Written problem:
Pick out every line in the items below that contains the string "banner", and copy each one.

Dataset content:
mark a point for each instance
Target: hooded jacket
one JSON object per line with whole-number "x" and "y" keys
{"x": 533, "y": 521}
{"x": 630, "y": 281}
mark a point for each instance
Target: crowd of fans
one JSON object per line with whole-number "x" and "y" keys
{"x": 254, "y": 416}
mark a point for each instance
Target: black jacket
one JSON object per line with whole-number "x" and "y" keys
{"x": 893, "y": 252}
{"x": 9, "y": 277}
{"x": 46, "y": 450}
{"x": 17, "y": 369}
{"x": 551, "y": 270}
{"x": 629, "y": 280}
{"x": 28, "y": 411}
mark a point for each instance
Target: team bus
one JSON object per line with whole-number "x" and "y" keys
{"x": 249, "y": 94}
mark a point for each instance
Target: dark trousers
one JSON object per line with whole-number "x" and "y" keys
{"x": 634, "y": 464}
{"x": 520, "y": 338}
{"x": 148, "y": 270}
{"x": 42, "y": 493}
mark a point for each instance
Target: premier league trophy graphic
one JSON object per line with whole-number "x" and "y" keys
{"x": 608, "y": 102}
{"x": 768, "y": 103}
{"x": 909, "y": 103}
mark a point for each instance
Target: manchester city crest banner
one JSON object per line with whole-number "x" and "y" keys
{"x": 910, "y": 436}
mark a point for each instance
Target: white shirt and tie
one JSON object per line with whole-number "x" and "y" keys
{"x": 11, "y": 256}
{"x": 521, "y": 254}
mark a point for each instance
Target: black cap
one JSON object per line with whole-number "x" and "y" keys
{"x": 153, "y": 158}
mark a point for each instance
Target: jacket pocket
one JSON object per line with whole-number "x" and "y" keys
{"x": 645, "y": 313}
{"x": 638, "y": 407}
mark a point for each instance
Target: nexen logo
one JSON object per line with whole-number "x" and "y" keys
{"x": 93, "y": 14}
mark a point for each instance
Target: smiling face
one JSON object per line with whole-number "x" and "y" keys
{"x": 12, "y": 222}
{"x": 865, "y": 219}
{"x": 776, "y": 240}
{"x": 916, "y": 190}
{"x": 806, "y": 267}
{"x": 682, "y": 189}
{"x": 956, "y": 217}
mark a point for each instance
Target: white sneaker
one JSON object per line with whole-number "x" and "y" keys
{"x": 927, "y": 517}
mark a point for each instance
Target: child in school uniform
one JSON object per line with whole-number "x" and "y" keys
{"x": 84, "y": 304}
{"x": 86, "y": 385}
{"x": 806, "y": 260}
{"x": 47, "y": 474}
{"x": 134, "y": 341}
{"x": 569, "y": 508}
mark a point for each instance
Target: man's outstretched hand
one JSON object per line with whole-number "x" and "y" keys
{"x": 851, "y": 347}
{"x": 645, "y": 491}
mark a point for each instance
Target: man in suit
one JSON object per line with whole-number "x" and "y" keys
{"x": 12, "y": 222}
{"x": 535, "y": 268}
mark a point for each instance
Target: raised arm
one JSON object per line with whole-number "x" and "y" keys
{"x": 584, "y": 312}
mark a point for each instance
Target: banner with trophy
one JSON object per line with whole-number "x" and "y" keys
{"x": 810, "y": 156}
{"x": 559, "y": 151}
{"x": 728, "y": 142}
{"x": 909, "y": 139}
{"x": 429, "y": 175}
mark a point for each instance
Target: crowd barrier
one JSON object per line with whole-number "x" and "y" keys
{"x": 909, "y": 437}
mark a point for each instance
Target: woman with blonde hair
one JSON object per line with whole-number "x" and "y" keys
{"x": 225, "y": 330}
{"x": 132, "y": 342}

Answer below:
Target: manchester city crest banner
Target: banner with trophy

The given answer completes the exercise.